(Items from a data source)

>> begin

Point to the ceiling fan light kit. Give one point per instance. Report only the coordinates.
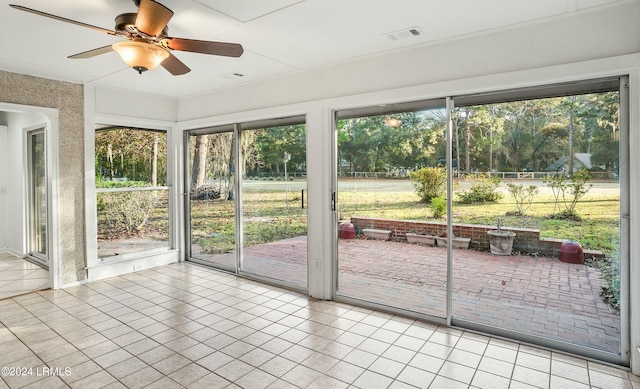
(140, 55)
(147, 44)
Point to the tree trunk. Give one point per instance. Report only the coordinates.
(467, 142)
(199, 169)
(571, 114)
(154, 160)
(110, 159)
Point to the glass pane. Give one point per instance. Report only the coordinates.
(212, 205)
(132, 217)
(544, 173)
(129, 157)
(132, 221)
(385, 197)
(38, 189)
(274, 207)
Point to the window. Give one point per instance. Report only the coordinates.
(132, 192)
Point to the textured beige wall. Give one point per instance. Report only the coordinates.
(68, 99)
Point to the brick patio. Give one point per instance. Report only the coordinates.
(533, 295)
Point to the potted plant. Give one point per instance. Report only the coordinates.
(501, 241)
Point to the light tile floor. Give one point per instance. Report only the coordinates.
(18, 276)
(184, 325)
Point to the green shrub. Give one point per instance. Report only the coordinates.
(522, 195)
(482, 191)
(127, 213)
(438, 206)
(430, 182)
(567, 193)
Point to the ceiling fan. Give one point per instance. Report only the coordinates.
(148, 43)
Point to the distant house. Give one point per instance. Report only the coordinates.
(580, 161)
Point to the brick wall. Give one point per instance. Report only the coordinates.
(526, 240)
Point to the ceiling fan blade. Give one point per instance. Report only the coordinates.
(175, 66)
(204, 47)
(60, 18)
(92, 53)
(152, 17)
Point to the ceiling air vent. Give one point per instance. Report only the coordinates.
(233, 76)
(411, 32)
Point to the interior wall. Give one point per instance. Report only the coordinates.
(67, 98)
(610, 32)
(4, 185)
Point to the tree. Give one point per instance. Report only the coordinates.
(199, 164)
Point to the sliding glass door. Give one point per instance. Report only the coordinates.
(212, 214)
(378, 207)
(504, 212)
(539, 184)
(274, 214)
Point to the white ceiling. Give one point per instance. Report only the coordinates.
(279, 36)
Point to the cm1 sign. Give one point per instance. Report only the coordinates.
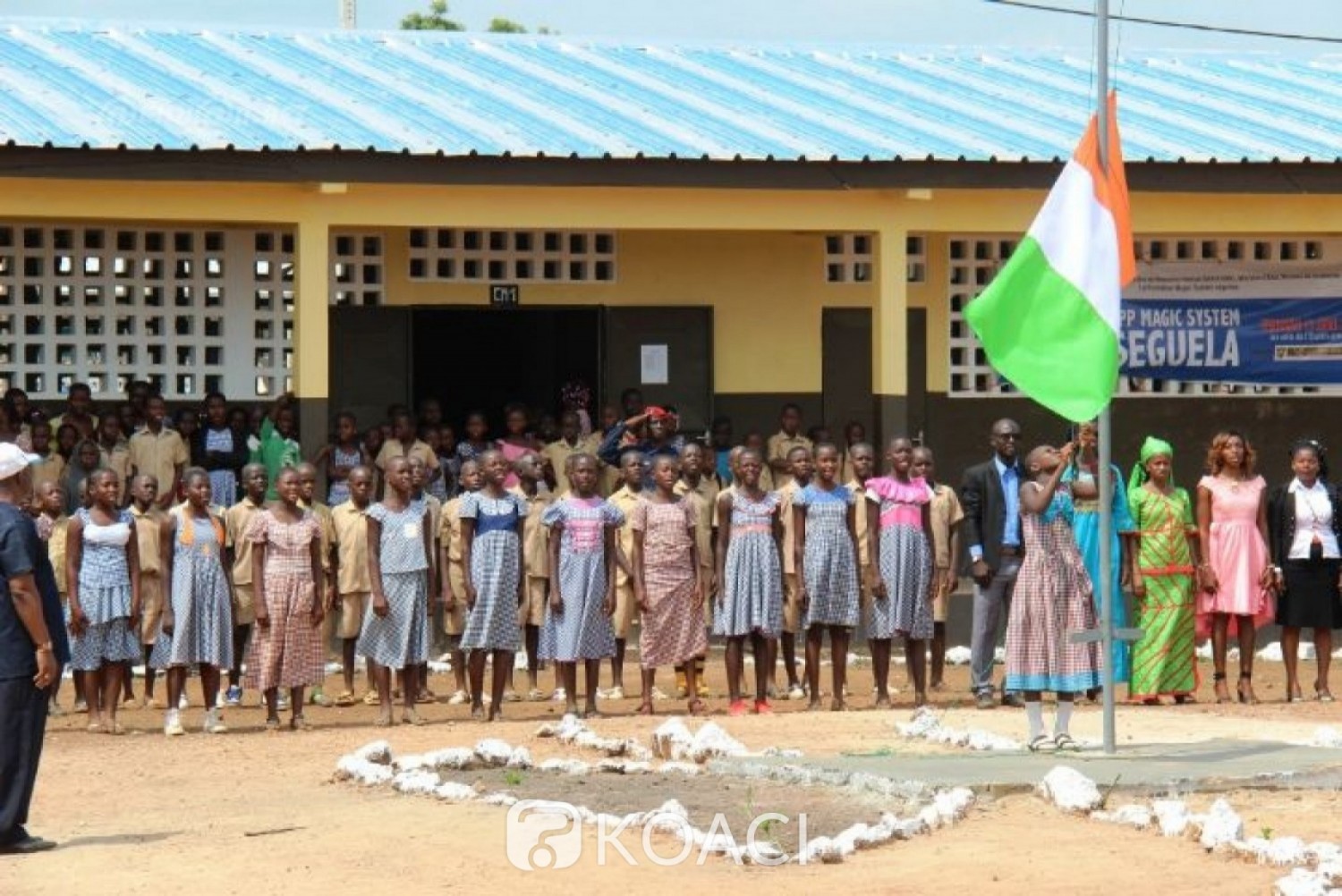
(504, 295)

>> end

Work to do:
Find the line containing "Point to the potted" in the listing above. Please restate word for word that line through the last one, leaving out the pictures.

Finished answer:
Point to the potted plant. Give one point per instance. Report only the coordinates.
(501, 241)
Point to the light tile floor. Give one point per instance. Report only the coordinates.
(18, 276)
(184, 325)
Point to the green shrub. Give one point per instance. Report only the coordinates.
(522, 195)
(482, 191)
(127, 213)
(438, 206)
(430, 182)
(567, 193)
Point to the ceiling fan. Give one point per instance. Report only the coordinates.
(148, 43)
Point to the distant house. Give one point per instance. Report only the coordinates.
(580, 161)
Point to the brick wall. Give one point per instance. Report only the coordinates.
(526, 240)
Point to the ceiling fan blade. Give one point per instance. Report only the coordinates.
(175, 66)
(204, 47)
(60, 18)
(92, 53)
(152, 17)
Point to the ceiling air vent. Give one point per instance. Report only the coordinates.
(233, 76)
(411, 32)
Point to the interior wall. Give one point per instance. Report only the coordinates.
(67, 98)
(610, 32)
(4, 185)
Point to the tree. Give one point per instance. Report only the coordinates.
(199, 164)
Point to the sliding glass door. Give one point per instance. Report only the coordinates.
(212, 214)
(378, 207)
(504, 212)
(539, 184)
(274, 214)
Point to the white ceiling. Give one point per instance. Report only the coordinates.
(279, 36)
Point to the cm1 sign. Give one point per instance. Report only the coordinates.
(504, 295)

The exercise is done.